Problem statement:
Produce a verbatim transcription of the entries, with all pictures omitted.

Data listing:
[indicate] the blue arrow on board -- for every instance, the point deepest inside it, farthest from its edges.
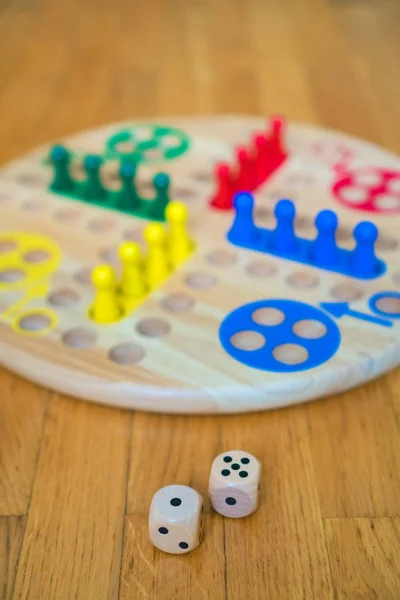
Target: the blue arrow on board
(340, 309)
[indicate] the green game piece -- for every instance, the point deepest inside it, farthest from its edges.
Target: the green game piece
(127, 198)
(161, 183)
(93, 188)
(62, 180)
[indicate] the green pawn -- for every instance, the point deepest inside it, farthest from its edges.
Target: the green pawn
(128, 198)
(93, 188)
(62, 180)
(161, 183)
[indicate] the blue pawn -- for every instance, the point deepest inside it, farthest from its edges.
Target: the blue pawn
(363, 259)
(243, 231)
(284, 239)
(324, 248)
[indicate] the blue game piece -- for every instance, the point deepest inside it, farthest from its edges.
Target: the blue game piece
(363, 258)
(324, 249)
(243, 230)
(284, 238)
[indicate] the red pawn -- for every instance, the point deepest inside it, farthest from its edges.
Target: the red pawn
(223, 197)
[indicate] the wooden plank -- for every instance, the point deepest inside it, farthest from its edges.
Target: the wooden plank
(356, 453)
(11, 534)
(149, 574)
(365, 558)
(72, 545)
(279, 551)
(22, 410)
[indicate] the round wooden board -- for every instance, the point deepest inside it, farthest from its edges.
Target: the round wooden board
(167, 356)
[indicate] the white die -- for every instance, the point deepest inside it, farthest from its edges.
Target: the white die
(176, 519)
(234, 483)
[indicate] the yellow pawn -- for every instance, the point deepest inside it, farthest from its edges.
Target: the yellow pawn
(105, 308)
(156, 260)
(132, 281)
(179, 243)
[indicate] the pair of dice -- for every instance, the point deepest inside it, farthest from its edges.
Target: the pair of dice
(176, 512)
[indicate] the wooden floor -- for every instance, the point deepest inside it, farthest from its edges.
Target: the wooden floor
(76, 480)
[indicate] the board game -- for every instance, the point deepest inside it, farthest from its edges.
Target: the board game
(201, 265)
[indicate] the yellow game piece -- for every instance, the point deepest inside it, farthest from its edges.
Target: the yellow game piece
(132, 281)
(105, 308)
(156, 261)
(179, 243)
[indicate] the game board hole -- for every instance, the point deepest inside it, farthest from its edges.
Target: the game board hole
(260, 268)
(354, 195)
(79, 337)
(127, 353)
(303, 280)
(222, 258)
(153, 327)
(63, 297)
(177, 303)
(67, 214)
(200, 281)
(11, 275)
(36, 256)
(290, 354)
(387, 202)
(309, 329)
(84, 276)
(388, 305)
(7, 246)
(34, 322)
(101, 225)
(248, 340)
(346, 292)
(268, 316)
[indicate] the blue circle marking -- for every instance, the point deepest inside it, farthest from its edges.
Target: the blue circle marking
(372, 303)
(319, 350)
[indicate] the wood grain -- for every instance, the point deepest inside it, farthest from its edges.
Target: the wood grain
(67, 66)
(364, 558)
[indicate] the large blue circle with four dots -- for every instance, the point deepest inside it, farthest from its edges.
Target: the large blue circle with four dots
(283, 336)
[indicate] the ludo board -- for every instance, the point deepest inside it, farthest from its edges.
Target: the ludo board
(233, 329)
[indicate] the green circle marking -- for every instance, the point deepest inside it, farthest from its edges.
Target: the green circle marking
(168, 141)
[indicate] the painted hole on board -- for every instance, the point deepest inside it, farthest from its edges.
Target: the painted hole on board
(222, 258)
(268, 316)
(302, 279)
(101, 225)
(11, 275)
(346, 292)
(153, 327)
(260, 268)
(7, 246)
(34, 322)
(290, 354)
(79, 337)
(200, 280)
(177, 303)
(248, 340)
(389, 305)
(67, 214)
(126, 353)
(63, 297)
(36, 256)
(309, 329)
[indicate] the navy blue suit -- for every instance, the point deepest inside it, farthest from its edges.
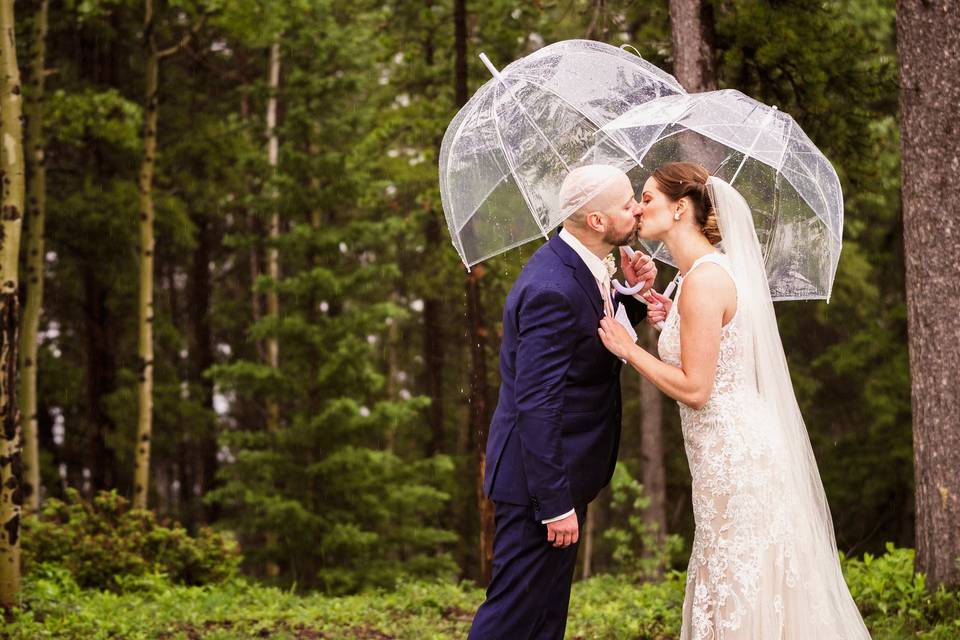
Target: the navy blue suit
(553, 440)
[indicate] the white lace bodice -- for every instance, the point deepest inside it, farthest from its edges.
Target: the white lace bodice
(743, 558)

Response to the exercise:
[indicate] the blue arrow on board -- for every instance, the point deepest inside it, farthest from its edges.
Target: the blue arrow on board
(340, 309)
[indicate] the green game piece -- for every instance, the point deepest inside it, farthest from its edges.
Target: the green game piece
(127, 198)
(161, 183)
(93, 188)
(62, 180)
[indicate] the green pawn -- for every instance, the point deepest inside it, farthest from its edges.
Target: the green pawn
(128, 198)
(93, 188)
(62, 180)
(161, 183)
[indicate] the blue pawn -- for every instance, the point deepest inside it, farthest from its edges.
Target: the blue pawn
(363, 259)
(243, 231)
(284, 239)
(324, 248)
[indicate] the blue game piece -- for every instance, the point deepest inside it, farthest from its edges.
Target: the blue game piece
(363, 258)
(324, 249)
(243, 230)
(284, 238)
[indicate] the red pawn -- for every instance, the point deepest inside it, farthest from its edges.
Target: the red pawn
(223, 197)
[indicate] the wooden plank -- for every instance, the point deepest inside it, farthest from its edges.
Target: the wooden plank
(356, 453)
(11, 534)
(149, 574)
(365, 558)
(72, 545)
(279, 551)
(22, 410)
[indicate] the round wooden board -- for every instance, the point deepest inside it, farthest from its edges.
Target: the round wooden board
(167, 356)
[indicate] the white die -- for every instance, the point deepest inside it, farthest from its edges.
Target: the white die
(176, 519)
(234, 483)
[indicate] the yellow pawn -- for every instance, the point deepest inside it, farthest from its edges.
Target: the yellow pawn
(105, 308)
(156, 260)
(132, 281)
(179, 243)
[indicate] the pair of dice -- for every instance, the point deepest inside it, farthest from its edges.
Target: the pair of dice
(176, 512)
[indicate] the wooden floor -- for every instance, the point deepest inside it, farthest from its edges.
Target: the wooden floor
(76, 480)
[indicate] the board game -- for every instance, the point deepest inside it, farthest from its edges.
Target: the board game
(201, 265)
[indicate] the yellow game piece -- for every instance, the point deepest inside it, farthest from its edges.
Target: the yellow game piece
(132, 281)
(105, 308)
(156, 261)
(179, 243)
[indicate] the game board hole -- for every instance, the point deepest inside it, farthest from its edges.
Target: the game board hole
(260, 268)
(354, 195)
(79, 337)
(127, 353)
(303, 280)
(222, 258)
(153, 327)
(63, 297)
(177, 303)
(67, 214)
(200, 281)
(11, 275)
(36, 256)
(290, 354)
(387, 202)
(309, 329)
(84, 276)
(388, 305)
(7, 246)
(34, 322)
(101, 225)
(248, 340)
(346, 292)
(268, 316)
[indicate] the blue circle marking -- for every instance, the point deepest inside it, farthest from its edges.
Target: the blue circle marking
(372, 303)
(319, 350)
[indicate] the wood grain -- for every instance, the point deepest inside it, farthest from its edges.
Target: the wood grain
(67, 66)
(364, 558)
[indicate] the large blue circle with four dots -- for every instance, the point deepest inside it, farthest from its edges.
Target: the large blue circle with four dots
(283, 336)
[indicate] the ludo board -- for every instance, the point deepest inside it, farthest from its edges.
Target: the ludo board
(233, 329)
[indicate] the green circle marking -- for every instance, the point deepest inside it, farthest from its edges.
Target: the green circle marking
(168, 141)
[indicate] the painted hole on board -- for every instance, the point deepest inside it, farthest from its edges.
Target: the painted hole on board
(222, 258)
(268, 316)
(302, 279)
(101, 225)
(11, 275)
(346, 292)
(153, 327)
(260, 268)
(7, 246)
(34, 322)
(290, 354)
(79, 337)
(200, 280)
(177, 303)
(248, 340)
(389, 305)
(67, 214)
(126, 353)
(63, 297)
(36, 256)
(309, 329)
[indicate] the navy blue suit -- for every instance, the point deepest inside it, farthest from its edges.
Target: the navy blue suit
(553, 440)
[indicate] the white lace bodice -- for every instance, the point deepest inside it, farthest from its edges.
Target: the white lace bodice
(743, 558)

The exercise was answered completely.